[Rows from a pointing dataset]
= = = =

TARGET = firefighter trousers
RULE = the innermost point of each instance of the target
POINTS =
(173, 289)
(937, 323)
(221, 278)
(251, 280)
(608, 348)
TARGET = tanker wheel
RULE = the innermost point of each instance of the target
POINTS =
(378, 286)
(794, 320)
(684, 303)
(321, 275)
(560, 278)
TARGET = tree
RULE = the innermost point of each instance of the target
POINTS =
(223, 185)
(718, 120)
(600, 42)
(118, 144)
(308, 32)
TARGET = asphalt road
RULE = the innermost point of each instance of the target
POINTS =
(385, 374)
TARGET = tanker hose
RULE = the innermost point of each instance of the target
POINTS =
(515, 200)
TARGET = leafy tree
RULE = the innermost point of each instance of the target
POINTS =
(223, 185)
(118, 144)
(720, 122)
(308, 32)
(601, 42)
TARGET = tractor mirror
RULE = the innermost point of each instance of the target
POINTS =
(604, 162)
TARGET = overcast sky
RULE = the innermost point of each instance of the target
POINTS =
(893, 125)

= = = =

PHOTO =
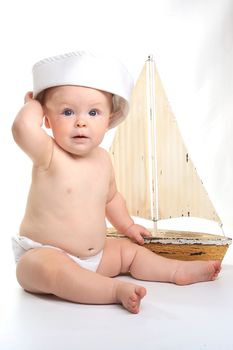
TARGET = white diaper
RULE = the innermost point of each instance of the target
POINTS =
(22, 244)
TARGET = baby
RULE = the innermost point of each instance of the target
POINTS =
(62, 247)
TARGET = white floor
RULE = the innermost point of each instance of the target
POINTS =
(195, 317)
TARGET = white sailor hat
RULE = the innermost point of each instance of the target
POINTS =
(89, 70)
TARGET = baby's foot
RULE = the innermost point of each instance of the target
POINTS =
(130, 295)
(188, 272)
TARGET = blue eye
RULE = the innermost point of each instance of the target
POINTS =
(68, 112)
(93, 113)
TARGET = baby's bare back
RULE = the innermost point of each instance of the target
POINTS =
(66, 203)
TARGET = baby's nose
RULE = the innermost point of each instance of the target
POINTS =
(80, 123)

= = = =

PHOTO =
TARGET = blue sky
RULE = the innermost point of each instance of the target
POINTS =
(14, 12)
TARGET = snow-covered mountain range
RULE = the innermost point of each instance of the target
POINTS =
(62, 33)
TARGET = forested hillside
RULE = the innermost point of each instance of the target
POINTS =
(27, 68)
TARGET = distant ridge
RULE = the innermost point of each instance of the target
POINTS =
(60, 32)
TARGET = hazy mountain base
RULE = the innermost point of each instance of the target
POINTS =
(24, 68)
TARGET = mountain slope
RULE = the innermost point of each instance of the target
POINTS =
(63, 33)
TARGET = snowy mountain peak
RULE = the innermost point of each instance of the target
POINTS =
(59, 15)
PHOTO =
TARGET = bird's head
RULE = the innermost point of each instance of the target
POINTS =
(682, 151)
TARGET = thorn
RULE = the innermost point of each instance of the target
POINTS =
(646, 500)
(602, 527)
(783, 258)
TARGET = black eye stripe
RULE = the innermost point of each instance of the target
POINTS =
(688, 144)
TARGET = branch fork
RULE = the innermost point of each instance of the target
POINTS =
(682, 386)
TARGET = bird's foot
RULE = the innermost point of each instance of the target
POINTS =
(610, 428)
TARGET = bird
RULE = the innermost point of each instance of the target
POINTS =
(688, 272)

= = = =

*EXERCISE PROMPT*
Filter the lines above, keeping only those that contain the word "mountain", and copy each one out.

*REPLY*
TARGET = snow-covered mountain range
TARGET = hazy mountain base
TARGET = mountain slope
TARGET = snowy mountain peak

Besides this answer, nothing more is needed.